SHORT PROBLEM 1 => Could you rewrite the records below as a JSON list of strings, one string per line and blank lines left out, starting at the line that has "Call locate_point to put a point on the wooden" and running through the end of the records?

If not for the serious nature of the topic, it was a fun puzzle to solve.
The steps I took were:
- Figure out how many circles fit in each ring
- Calculate the positions for every circle
- Sort the positions to suit my needs
- Marry the positions to data
It turns out that once I established a) the number of circles in each ring and b) the size of those circles, I could figure out the rest with code.
Figure out how many circles fit in each ring
I needed to chart 538 circles, and the fastest way to figure out how many circles fit in each half-ring was to Google around for examples of how others had done it before. I quickly found this example created by Ashley J. Perks:
I simply counted the circles in her rings and adjusted them so they added up to my total. (I got additional inspiration from Herb Susmann's Observable chart of the U.S. Senate.)
Later, after publishing the first version of my story, I built a calculator that uses trial-and-error to fit a given number of circles into a set number of rings.
Once I had an array of the circles in each ring, like
[28,31,34,37,40,43,46,50,53,56,59,61], I was ready for the next step.
Calculating positions for every circle
I'm pretty sure this is the first time I've used cosine to solve a puzzle since the "real world" examples from high school trigonometry. The goal was to find the
y coordinates for each circle in each ring.
I could solve for
y with the radius of the ring and the angle of the resulting right triangle:
Getting the ring radius
The ring's radius can be gleaned from its "half circumference," which I knew: It's essentially the diameter of each circle placed next to each other with a gap in between, which I set to 1 pixel.
With this half circumference, I used the formula for the circumference of a circle (
c = 2πr) to calculate the first ring radius:
first ring radius = number of circles * (diameter of a circle + gap) / π
Getting the triangle's center angle
The angle of the entire semicircle is 180 degrees, or π radians. So to get the angle of the triangle (Θ), I divided π by one fewer than the number of circles I have (there's one fewer slices of the "pie" than there are circles), and multiplied that angle by the position of the circle on the ring — in the case of the first ring, numbers from 0 to 27.
Now it is easy to calculate
y relative to the center point of the rings: it's the first ring radius times the sine of the angle.
x, relative to the center of the rings, is the radius times the cosine of the angle. Since that formula actually calculates
x to the right of the center point, I invert it by multiplying it by
-1, because the X axis of the entire graphic begins at the leftmost edge of the graphic (more on that in a moment).

SHORT PROBLEM 2 => Can you continue the write-up on placing circles in half-rings from where it stops?

RECORDS SUPPLIED =>
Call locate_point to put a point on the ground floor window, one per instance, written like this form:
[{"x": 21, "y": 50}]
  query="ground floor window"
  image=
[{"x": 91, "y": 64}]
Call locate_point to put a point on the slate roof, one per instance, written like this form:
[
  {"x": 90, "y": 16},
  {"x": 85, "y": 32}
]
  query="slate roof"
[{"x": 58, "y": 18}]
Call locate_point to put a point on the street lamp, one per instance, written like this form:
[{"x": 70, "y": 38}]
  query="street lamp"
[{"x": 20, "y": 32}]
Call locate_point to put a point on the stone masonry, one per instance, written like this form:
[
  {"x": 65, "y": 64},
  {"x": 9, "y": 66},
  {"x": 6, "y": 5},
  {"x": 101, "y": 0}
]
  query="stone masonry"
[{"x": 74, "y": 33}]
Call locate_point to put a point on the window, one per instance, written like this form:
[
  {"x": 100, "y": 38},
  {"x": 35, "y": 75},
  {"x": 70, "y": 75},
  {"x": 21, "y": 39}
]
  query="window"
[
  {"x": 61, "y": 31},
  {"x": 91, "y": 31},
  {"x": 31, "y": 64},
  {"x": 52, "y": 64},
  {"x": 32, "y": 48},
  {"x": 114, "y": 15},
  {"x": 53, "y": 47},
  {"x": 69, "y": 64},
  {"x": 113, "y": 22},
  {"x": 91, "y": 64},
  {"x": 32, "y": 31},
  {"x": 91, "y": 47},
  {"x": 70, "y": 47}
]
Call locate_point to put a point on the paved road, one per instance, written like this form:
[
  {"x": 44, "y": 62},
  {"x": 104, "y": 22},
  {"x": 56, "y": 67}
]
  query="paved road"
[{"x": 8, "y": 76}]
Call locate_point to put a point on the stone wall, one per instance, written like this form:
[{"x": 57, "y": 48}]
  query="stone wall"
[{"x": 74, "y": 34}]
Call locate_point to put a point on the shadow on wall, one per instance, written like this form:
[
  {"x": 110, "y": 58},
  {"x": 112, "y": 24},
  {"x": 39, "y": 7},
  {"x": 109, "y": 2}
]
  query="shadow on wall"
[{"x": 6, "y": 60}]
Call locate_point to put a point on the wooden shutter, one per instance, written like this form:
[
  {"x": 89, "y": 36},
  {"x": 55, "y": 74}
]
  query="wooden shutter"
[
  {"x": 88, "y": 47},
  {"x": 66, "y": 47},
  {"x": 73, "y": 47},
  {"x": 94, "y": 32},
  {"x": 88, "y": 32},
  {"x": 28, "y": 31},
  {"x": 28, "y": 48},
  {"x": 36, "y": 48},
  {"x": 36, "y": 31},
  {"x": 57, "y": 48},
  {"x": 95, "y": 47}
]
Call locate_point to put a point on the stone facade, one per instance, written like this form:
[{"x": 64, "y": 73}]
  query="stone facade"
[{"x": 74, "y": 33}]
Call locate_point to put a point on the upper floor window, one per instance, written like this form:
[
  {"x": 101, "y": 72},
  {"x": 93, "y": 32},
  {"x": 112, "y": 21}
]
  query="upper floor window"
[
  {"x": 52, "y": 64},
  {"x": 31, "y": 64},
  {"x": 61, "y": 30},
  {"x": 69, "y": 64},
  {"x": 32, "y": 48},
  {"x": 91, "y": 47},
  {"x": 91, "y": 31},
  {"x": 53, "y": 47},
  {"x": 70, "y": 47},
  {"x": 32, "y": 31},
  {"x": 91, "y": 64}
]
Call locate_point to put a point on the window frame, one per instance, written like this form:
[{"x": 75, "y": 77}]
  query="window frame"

TASK RESULT 1 =>
[
  "Call locate_point to put a point on the wooden shutter, one per instance, written like this form:",
  "[",
  "  {\"x\": 89, \"y\": 36},",
  "  {\"x\": 55, \"y\": 74}",
  "]",
  "  query=\"wooden shutter\"",
  "[",
  "  {\"x\": 88, \"y\": 47},",
  "  {\"x\": 66, \"y\": 47},",
  "  {\"x\": 73, \"y\": 47},",
  "  {\"x\": 94, \"y\": 32},",
  "  {\"x\": 88, \"y\": 32},",
  "  {\"x\": 28, \"y\": 31},",
  "  {\"x\": 28, \"y\": 48},",
  "  {\"x\": 36, \"y\": 48},",
  "  {\"x\": 36, \"y\": 31},",
  "  {\"x\": 57, \"y\": 48},",
  "  {\"x\": 95, \"y\": 47}",
  "]",
  "Call locate_point to put a point on the stone facade, one per instance, written like this form:",
  "[{\"x\": 64, \"y\": 73}]",
  "  query=\"stone facade\"",
  "[{\"x\": 74, \"y\": 33}]",
  "Call locate_point to put a point on the upper floor window, one per instance, written like this form:",
  "[",
  "  {\"x\": 101, \"y\": 72},",
  "  {\"x\": 93, \"y\": 32},",
  "  {\"x\": 112, \"y\": 21}",
  "]",
  "  query=\"upper floor window\"",
  "[",
  "  {\"x\": 52, \"y\": 64},",
  "  {\"x\": 31, \"y\": 64},",
  "  {\"x\": 61, \"y\": 30},",
  "  {\"x\": 69, \"y\": 64},",
  "  {\"x\": 32, \"y\": 48},",
  "  {\"x\": 91, \"y\": 47},",
  "  {\"x\": 91, \"y\": 31},",
  "  {\"x\": 53, \"y\": 47},",
  "  {\"x\": 70, \"y\": 47},",
  "  {\"x\": 32, \"y\": 31},",
  "  {\"x\": 91, \"y\": 64}",
  "]",
  "Call locate_point to put a point on the window frame, one per instance, written like this form:",
  "[{\"x\": 75, \"y\": 77}]",
  "  query=\"window frame\""
]

TASK RESULT 2 =>
Getting 'em all
With this, I step through all of the rings in the array, extending the radius by the diameter of a circle plus the gap each time.
As I do, I store the angle, ring number, ring radius, relative
x, and relative
y for each position in an array of positions.
Sort the positions to suit my needs
As built so far, the order of positions is the first ring clockwise, then the second ring clockwise, and so on. So highlighting the first 50 circles looks like this:
But I wanted to show my data more like a "pie slice" (or bundt cake slice).
The fix was to sort the positions array first by their angles, in ascending order, and then — since some circles fall along the same angle — by ring number, in descending order.
In the new order, the first 50 points look like this:
Marry the positions to data
Whether it's 538 members of Congress (including non-voting members) or the artificial data set I make in the online calculator, each item in the data set gets placed on the chart in order as the D3.js library I use draws the graphic. So the first item gets placed in the first position, second item in the second position, etc.
In D3, the (0,0) point of the graphic is the upper-left corner, so the actual
x position will be 1/2 the width of the whole graphic plus the
relative x of each individual circle (relative, again, to the center point of the rings).
y position is the
relative y subtracted from the height of the graphic plus the radius of one circle — otherwise half of the lowest circles fall outside the graphic.
To get the positive-test data in the middle of the Times chart, I separated the Republicans and the Democrats, sorted each set by positivity status (one ascending, the other descending) and joined them back together before drawing the chart.